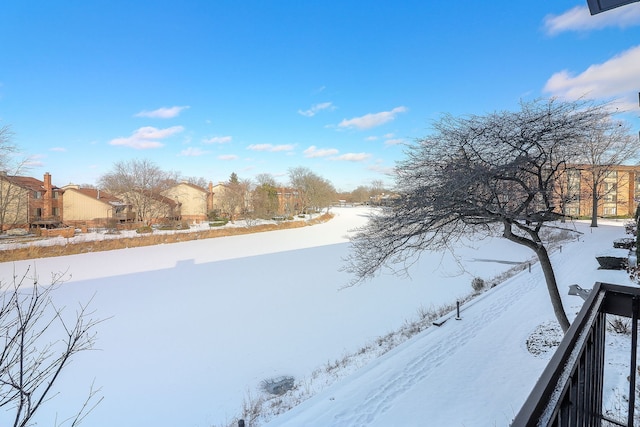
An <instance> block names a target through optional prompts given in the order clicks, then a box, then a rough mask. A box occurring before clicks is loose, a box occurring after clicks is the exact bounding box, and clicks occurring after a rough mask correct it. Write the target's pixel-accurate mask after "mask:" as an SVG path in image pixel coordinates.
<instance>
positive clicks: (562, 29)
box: [544, 5, 640, 36]
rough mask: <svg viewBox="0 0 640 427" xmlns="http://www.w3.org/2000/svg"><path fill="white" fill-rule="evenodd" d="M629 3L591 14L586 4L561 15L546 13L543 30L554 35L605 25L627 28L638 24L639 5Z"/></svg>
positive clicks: (592, 27)
mask: <svg viewBox="0 0 640 427" xmlns="http://www.w3.org/2000/svg"><path fill="white" fill-rule="evenodd" d="M637 6H638V5H629V6H625V7H619V8H616V9H612V10H609V11H607V12H606V13H599V14H597V15H594V16H591V14H590V13H589V8H588V7H587V6H576V7H574V8H572V9H569V10H568V11H566V12H564V13H563V14H561V15H547V16H546V17H545V18H544V30H545V32H546V33H547V34H548V35H551V36H555V35H557V34H560V33H563V32H566V31H578V32H586V31H592V30H600V29H603V28H607V27H618V28H627V27H631V26H634V25H639V24H640V7H637Z"/></svg>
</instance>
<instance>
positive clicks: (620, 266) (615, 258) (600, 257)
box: [596, 256, 627, 270]
mask: <svg viewBox="0 0 640 427" xmlns="http://www.w3.org/2000/svg"><path fill="white" fill-rule="evenodd" d="M596 259H597V260H598V264H600V268H601V269H602V270H624V269H625V268H627V259H626V258H621V257H614V256H598V257H596Z"/></svg>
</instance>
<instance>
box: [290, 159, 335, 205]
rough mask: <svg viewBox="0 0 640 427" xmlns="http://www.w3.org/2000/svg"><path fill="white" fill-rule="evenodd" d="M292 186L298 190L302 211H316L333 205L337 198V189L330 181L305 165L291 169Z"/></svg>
mask: <svg viewBox="0 0 640 427" xmlns="http://www.w3.org/2000/svg"><path fill="white" fill-rule="evenodd" d="M289 181H290V183H291V186H292V187H293V188H295V189H296V190H297V191H298V199H299V200H298V203H299V207H298V208H299V211H300V212H316V211H319V210H321V209H322V208H326V207H329V206H331V203H332V202H333V201H335V200H336V194H337V193H336V189H335V188H334V186H333V184H331V182H330V181H328V180H326V179H324V178H322V177H321V176H319V175H316V174H315V173H313V172H312V171H311V170H310V169H308V168H305V167H297V168H292V169H289Z"/></svg>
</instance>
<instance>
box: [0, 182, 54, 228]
mask: <svg viewBox="0 0 640 427" xmlns="http://www.w3.org/2000/svg"><path fill="white" fill-rule="evenodd" d="M63 193H64V190H62V189H61V188H58V187H56V186H54V185H53V184H52V183H51V174H49V173H48V172H47V173H45V174H44V179H43V180H42V181H40V180H39V179H36V178H32V177H27V176H12V175H7V174H0V229H1V230H2V231H5V230H8V229H11V228H25V229H31V228H56V227H58V226H60V225H61V224H62V219H63V216H62V215H63V201H62V195H63Z"/></svg>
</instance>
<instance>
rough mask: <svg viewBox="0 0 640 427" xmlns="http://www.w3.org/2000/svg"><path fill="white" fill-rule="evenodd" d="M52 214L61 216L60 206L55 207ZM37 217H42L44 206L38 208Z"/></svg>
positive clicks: (36, 212)
mask: <svg viewBox="0 0 640 427" xmlns="http://www.w3.org/2000/svg"><path fill="white" fill-rule="evenodd" d="M51 215H53V216H60V208H53V209H52V212H51ZM35 217H36V218H42V208H36V211H35Z"/></svg>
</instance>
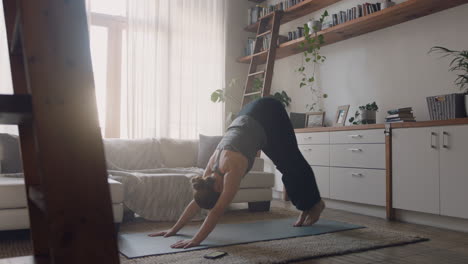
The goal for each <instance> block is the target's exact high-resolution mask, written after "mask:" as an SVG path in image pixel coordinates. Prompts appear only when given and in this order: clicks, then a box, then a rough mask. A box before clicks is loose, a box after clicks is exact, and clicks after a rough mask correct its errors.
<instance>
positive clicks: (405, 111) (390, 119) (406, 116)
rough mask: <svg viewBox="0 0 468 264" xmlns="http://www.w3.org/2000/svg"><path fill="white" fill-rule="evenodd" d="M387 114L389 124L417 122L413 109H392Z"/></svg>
mask: <svg viewBox="0 0 468 264" xmlns="http://www.w3.org/2000/svg"><path fill="white" fill-rule="evenodd" d="M387 113H388V116H387V117H386V118H385V122H387V123H402V122H416V120H415V118H414V115H413V108H412V107H403V108H396V109H391V110H388V111H387Z"/></svg>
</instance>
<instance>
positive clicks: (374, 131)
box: [330, 129, 385, 144]
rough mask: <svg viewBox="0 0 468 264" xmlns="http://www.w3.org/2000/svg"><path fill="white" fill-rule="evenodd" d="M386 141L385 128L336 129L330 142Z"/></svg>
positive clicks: (373, 142)
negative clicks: (354, 129) (346, 130)
mask: <svg viewBox="0 0 468 264" xmlns="http://www.w3.org/2000/svg"><path fill="white" fill-rule="evenodd" d="M362 143H382V144H383V143H385V129H370V130H349V131H335V132H331V133H330V144H362Z"/></svg>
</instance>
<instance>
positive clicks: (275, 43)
mask: <svg viewBox="0 0 468 264" xmlns="http://www.w3.org/2000/svg"><path fill="white" fill-rule="evenodd" d="M281 16H282V12H281V11H275V12H272V13H270V14H268V15H266V16H264V17H262V18H261V19H260V23H258V29H257V37H256V40H255V44H254V49H253V54H252V56H251V59H250V67H249V72H248V74H247V81H246V83H245V88H244V95H243V97H242V107H243V106H244V105H246V104H247V103H249V102H250V101H252V100H253V99H255V98H258V97H264V96H268V95H270V90H271V81H272V79H273V70H274V67H275V59H276V48H277V44H278V35H279V27H280V20H281ZM267 36H270V39H269V41H268V43H269V44H268V46H269V48H268V49H267V50H266V51H262V50H261V49H262V47H263V42H264V41H263V40H264V38H266V37H267ZM265 54H266V58H265ZM263 62H265V68H264V70H258V66H259V65H261V64H263ZM258 76H263V81H262V87H261V89H259V90H256V89H255V85H254V84H255V82H258V81H256V79H258ZM259 80H260V79H259Z"/></svg>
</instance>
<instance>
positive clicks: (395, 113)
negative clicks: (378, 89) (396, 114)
mask: <svg viewBox="0 0 468 264" xmlns="http://www.w3.org/2000/svg"><path fill="white" fill-rule="evenodd" d="M412 111H413V108H412V107H402V108H395V109H391V110H388V111H387V114H389V115H394V114H399V113H410V112H412Z"/></svg>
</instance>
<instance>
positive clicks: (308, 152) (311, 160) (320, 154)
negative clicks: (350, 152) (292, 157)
mask: <svg viewBox="0 0 468 264" xmlns="http://www.w3.org/2000/svg"><path fill="white" fill-rule="evenodd" d="M299 150H300V151H301V153H302V155H303V156H304V158H305V159H306V160H307V162H308V163H309V165H316V166H329V165H330V147H329V146H328V145H299Z"/></svg>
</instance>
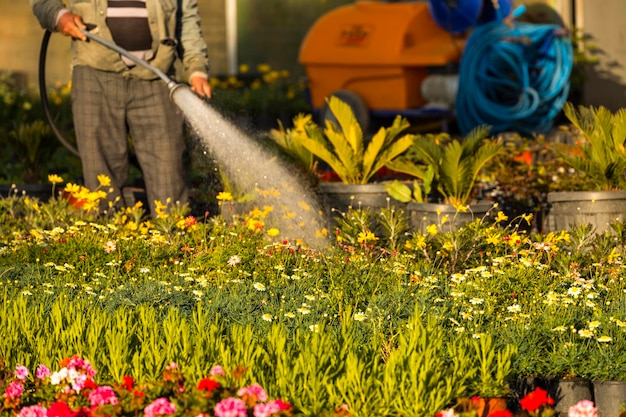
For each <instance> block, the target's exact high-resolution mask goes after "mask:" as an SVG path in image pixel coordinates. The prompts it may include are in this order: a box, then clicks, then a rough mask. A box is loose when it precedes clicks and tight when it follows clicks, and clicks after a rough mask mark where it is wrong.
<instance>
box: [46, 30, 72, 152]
mask: <svg viewBox="0 0 626 417" xmlns="http://www.w3.org/2000/svg"><path fill="white" fill-rule="evenodd" d="M51 34H52V32H50V31H49V30H46V32H45V33H44V35H43V39H42V41H41V49H40V50H39V97H40V98H41V104H42V106H43V111H44V113H45V115H46V118H47V119H48V123H49V124H50V127H51V128H52V131H53V132H54V134H55V136H56V137H57V139H59V141H60V142H61V144H63V146H65V147H66V148H67V150H69V151H70V152H71V153H73V154H74V155H76V156H80V155H79V153H78V150H77V149H76V147H75V146H74V145H73V144H71V143H70V142H69V141H68V140H67V139H66V138H65V136H63V133H62V132H61V131H60V130H59V127H58V126H57V125H56V123H55V122H54V118H53V117H52V114H51V113H50V103H49V102H48V92H47V90H46V53H47V51H48V42H49V41H50V35H51Z"/></svg>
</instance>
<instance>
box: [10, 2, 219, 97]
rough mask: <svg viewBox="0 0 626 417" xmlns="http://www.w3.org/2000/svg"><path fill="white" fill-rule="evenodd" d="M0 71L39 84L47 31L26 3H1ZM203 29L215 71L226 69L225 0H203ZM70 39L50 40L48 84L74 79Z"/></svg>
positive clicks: (14, 2) (49, 45)
mask: <svg viewBox="0 0 626 417" xmlns="http://www.w3.org/2000/svg"><path fill="white" fill-rule="evenodd" d="M0 7H1V9H2V11H3V12H2V13H1V14H0V71H11V72H13V73H17V74H19V79H20V80H23V81H24V82H25V83H26V84H28V85H37V83H38V68H39V54H40V50H41V42H42V39H43V35H44V33H45V31H44V30H43V29H42V28H41V26H40V25H39V22H38V21H37V19H35V17H34V16H33V14H32V12H31V9H30V6H29V3H28V1H26V0H19V1H18V0H0ZM199 8H200V14H201V16H202V30H203V32H204V37H205V40H206V42H207V44H208V48H209V54H210V57H211V66H212V70H213V71H217V72H223V71H225V66H226V47H225V44H226V41H225V36H226V34H225V27H224V25H225V19H224V0H199ZM70 43H71V42H70V40H69V38H66V37H64V36H61V35H59V34H53V35H52V36H51V37H50V43H49V45H48V50H47V55H46V68H45V73H46V82H47V84H48V85H54V84H56V83H66V82H67V81H69V79H70V62H71V50H70Z"/></svg>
-.-.-
EXERCISE GOAL ▸ Copy out every line of the rows above that contains the word "when".

TASK RESPONSE ▸
The goal for each <instance> block is the target's exact high-resolution mask, written after "mask:" as an SVG path in image pixel coordinates. Prompts appear only when given and in this order: clicks, then a box, then a rough mask. A box before clicks is loose, a box after clicks is exact, and clicks after a rough mask correct its errors.
For each <instance> block, the target's exact high-resolution mask goes after "mask:" as an SVG path in image pixel coordinates. The prompts it may include are in this order: a box, then clicks, then a rough mask. A box is loose when it precedes clicks and tight when it follows clicks, and clicks after a rough mask mark where it is wrong.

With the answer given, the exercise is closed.